Dataset items:
========================

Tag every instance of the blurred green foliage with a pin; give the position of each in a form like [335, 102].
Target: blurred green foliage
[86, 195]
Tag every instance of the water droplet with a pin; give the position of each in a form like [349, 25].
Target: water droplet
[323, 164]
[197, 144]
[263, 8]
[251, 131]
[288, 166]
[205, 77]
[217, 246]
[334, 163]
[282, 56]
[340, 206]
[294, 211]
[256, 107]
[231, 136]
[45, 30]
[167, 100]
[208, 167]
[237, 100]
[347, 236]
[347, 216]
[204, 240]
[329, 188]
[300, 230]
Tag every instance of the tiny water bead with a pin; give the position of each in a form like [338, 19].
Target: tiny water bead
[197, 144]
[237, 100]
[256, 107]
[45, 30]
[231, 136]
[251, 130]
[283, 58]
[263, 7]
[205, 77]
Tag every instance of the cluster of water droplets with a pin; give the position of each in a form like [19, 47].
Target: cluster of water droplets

========================

• **DIRECTIVE**
Can you turn every line of the data above into a Markdown table with the columns "Row" and "Data line", numbering each row and skipping any blank lines?

• **COMPLETE RESPONSE**
| Row | Data line |
|---|---|
| 1 | Tag every instance of the blurred green foliage with a pin; give the position of each in a form like [335, 102]. |
| 2 | Target: blurred green foliage |
| 3 | [86, 195] |
| 4 | Tag every instance of the water droplet with a pin; give the position of each in a form like [349, 25]. |
| 5 | Target: water droplet |
| 6 | [323, 164] |
| 7 | [197, 144] |
| 8 | [263, 8] |
| 9 | [251, 131] |
| 10 | [288, 166] |
| 11 | [205, 77] |
| 12 | [217, 246] |
| 13 | [334, 163] |
| 14 | [282, 56] |
| 15 | [340, 206] |
| 16 | [294, 211] |
| 17 | [256, 107] |
| 18 | [231, 136] |
| 19 | [45, 30] |
| 20 | [167, 100] |
| 21 | [208, 167] |
| 22 | [237, 100] |
| 23 | [347, 236] |
| 24 | [347, 216] |
| 25 | [204, 240] |
| 26 | [329, 188] |
| 27 | [300, 230] |
| 28 | Tag every instance of the tiny water bead with a pin; give the position of each in a form like [338, 19]. |
| 29 | Target: tiny water bead |
| 30 | [197, 144] |
| 31 | [237, 100] |
| 32 | [256, 107] |
| 33 | [45, 30] |
| 34 | [231, 136] |
| 35 | [251, 130] |
| 36 | [283, 58] |
| 37 | [263, 7] |
| 38 | [205, 77] |
| 39 | Tag every instance of the cluster of water droplets with a pin; give the position of each in a form like [19, 47]. |
| 40 | Target: cluster of water droplets |